— start —

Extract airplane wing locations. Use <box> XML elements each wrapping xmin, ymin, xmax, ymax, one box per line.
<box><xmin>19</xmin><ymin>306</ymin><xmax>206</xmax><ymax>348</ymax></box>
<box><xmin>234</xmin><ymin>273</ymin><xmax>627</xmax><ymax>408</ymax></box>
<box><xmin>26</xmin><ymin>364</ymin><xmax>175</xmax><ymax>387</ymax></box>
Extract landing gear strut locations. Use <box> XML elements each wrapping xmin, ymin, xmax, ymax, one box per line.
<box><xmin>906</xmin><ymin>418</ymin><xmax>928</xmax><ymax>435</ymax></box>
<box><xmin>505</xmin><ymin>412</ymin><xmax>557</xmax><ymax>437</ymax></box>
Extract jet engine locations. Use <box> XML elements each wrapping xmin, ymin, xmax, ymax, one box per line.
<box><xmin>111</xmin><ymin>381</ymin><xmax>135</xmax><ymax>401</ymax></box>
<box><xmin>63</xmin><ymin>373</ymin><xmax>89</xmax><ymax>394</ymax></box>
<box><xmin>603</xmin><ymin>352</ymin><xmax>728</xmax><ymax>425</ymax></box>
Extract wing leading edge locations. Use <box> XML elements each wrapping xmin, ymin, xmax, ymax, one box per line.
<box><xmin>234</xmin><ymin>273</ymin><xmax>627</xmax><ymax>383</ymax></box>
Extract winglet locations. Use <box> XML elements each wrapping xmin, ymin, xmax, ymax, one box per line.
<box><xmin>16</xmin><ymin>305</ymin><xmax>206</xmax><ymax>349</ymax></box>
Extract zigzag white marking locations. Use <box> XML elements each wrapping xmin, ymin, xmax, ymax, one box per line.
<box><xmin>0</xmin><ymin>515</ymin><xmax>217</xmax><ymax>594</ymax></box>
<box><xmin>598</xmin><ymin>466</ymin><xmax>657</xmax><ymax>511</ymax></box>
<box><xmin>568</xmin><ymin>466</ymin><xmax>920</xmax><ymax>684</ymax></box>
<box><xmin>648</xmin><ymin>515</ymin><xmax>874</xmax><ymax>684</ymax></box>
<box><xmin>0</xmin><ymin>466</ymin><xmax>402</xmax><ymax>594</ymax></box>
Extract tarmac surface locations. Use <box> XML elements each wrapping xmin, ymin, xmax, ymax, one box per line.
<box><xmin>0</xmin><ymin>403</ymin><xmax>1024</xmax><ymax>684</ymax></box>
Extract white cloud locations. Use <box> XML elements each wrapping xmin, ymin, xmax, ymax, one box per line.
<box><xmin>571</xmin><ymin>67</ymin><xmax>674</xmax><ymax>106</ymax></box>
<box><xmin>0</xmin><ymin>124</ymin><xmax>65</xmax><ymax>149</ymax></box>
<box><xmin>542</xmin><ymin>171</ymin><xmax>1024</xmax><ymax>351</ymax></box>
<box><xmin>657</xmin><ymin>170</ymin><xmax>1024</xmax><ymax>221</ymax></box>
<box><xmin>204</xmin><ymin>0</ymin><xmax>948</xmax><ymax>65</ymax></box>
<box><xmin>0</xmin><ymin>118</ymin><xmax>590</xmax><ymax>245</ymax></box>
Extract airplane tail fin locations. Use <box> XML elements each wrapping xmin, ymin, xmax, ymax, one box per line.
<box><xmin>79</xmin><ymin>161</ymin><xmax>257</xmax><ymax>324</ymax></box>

— end —

__DO THIS__
Give only the number of lines in the rows above that contain the word "white".

__SOLVED PROBLEM__
2